**TEXT UNDER STUDY:**
● ● ● ● ●

Data arguably can lead to self-fulfilling prophecies in which biases wind up being absorbed through machine learning. Here, Magnus referenced his 2009 study on neurodevelopmental delay in pediatric solid organ transplant listing decisions, which analyzed the percentage of programs reporting how often neural developmental delay is a factor in transplant decision making. The study found that 44% of the programs always or usually take developmental delay into account when deciding whether to list somebody, while 39% rarely or never take it into account. This means that if machine learning is receiving information from an institution that does not list children for transplantation if they are developmentally delayed, the algorithm will see them as negative outcomes, thus reifying and reinforcing an existing bias.

Accurate and unbiased data also creates a significant dilemma. Zip codes are a widely used predictor of lifespan and life expectancy, as they encapsulate the fact that due to racial and ethnic disparities and indicators such as the Health-Wealth Gradient, both race and socioeconomic status are associated with significant levels of “excess death.” Machine learning is blind to consequence. Therefore, any algorithm that learns from data based on the reality that people are more likely to die earlier and have worse medical outcomes as a result of social inequalities will result in an algorithmic outcome that considers more affluent and therefore, statistically, more Caucasian people over others within the context of the United States.

We thus face a difficult dilemma in the algorithm design process, where the decision is either made to focus on the algorithm rather than the algorithmic outcome, arguably making the algorithm less predictive in terms of its outcome accuracy, or to focus on the algorithmic outcomes and predictions themselves, potentially reinforcing and reifying the social inequalities behind these problems.

Magnus raised this point to illustrate the difficult value choices that must be made concerning the algorithm design and voiced the concern that healthcare systems and clinicians might not even be aware of the data limitations or value biases in the algorithms, or in the data informing these algorithms.

For precision medicine to be effective for everyone, the data samples fed to the algorithms must have fair representation? and include underrepresented populations.

A first step in solving this issue is understanding the recruitment obstacles for data collection in scientific studies. Magnus referred here to the VALUES study (Patient Values and Attitudes about a Library of Knowledge: Uses of  EHRs and Samples in Research), which aims to “assess and compare patient attitudes toward the use and governance of clinical data and samples in racially and ethnically diverse patient populations” and to “identify factors associated with attitude and preferences toward clinical data and sample use, sharing, and governance.” The study indicated that the choice of metaphorical terms requires careful consideration to generate the trust needed, especially among populations underrepresented in biobank-related research, to collect representative data samples.

The research participants showed a strong negative reaction to the commercial connotations of the term “bank” in biobank, suggesting there is a need to find a more appropriate metaphor.  The research considered alternatives such as “Library of Medical Information” to be more representative of the key characteristics of a research “biobank.”

Magnus’ research highlights the importance of engagement and of recognizing cultural differences in building ties and relationships with communities in order to collect representative data samples needed to improve future medical research in precision medicine. He pointed to the four “needs” to prevent the misuse of algorithms: (1) the need for as much transparency as possible in algorithm design; (2) the need for close collaboration between clinicians and engineers as design takes place; (3) the need for awareness of values and interests in algorithm design; and (4) the need to reduce disparities in data.

The main takeaway from Magnus’ lecture is that an algorithm is only as good as the data it learns from. This realization prompts us to question: Can we realistically expect perfection from an algorithm that is fed with all our imperfections?

● ● ● ● ●

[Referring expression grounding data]

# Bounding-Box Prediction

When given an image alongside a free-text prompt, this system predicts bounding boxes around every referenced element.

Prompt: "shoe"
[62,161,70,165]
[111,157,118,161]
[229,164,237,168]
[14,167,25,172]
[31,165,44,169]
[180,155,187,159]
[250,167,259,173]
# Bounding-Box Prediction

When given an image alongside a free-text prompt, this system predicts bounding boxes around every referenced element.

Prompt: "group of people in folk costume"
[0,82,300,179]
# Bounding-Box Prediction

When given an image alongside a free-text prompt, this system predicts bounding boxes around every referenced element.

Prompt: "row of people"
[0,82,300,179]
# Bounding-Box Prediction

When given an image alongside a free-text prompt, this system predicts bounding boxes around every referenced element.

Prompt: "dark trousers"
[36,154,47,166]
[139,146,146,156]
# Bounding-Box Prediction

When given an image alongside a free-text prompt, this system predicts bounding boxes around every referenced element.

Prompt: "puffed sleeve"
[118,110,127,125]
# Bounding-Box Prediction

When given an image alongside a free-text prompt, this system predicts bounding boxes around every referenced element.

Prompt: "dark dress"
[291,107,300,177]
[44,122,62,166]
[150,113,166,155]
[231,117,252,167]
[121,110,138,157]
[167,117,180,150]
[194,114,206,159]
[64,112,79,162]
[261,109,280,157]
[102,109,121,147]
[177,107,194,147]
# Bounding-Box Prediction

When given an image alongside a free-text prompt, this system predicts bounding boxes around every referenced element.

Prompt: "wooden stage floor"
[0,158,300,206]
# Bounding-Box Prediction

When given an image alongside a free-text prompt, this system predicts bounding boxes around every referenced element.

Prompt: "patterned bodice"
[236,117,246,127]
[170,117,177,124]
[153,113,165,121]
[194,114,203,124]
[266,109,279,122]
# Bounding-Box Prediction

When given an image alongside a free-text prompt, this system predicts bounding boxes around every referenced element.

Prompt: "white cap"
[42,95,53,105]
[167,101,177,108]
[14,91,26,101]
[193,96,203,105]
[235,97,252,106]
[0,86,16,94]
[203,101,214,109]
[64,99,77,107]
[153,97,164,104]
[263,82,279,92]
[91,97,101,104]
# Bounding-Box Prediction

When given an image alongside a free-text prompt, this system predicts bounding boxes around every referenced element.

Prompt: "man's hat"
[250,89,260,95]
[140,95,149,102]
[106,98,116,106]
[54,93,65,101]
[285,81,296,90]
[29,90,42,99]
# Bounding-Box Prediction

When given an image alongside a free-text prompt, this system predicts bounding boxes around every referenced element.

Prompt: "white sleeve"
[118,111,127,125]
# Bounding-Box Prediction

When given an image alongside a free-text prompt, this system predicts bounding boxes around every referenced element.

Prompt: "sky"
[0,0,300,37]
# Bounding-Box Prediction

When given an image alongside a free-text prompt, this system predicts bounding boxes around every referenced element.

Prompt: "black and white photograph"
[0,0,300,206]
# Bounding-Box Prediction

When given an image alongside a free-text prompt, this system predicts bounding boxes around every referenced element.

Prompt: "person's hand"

● ● ● ● ●

List the four "needs" that the text on bias in medical algorithms gives for preventing the misuse of algorithms. The records have no connection to the text.

**RESPONSE TO THIS EXERCISE:**
1. The need for as much transparency as possible in algorithm design
2. The need for close collaboration between clinicians and engineers as design takes place
3. The need for awareness of values and interests in algorithm design
4. The need to reduce disparities in data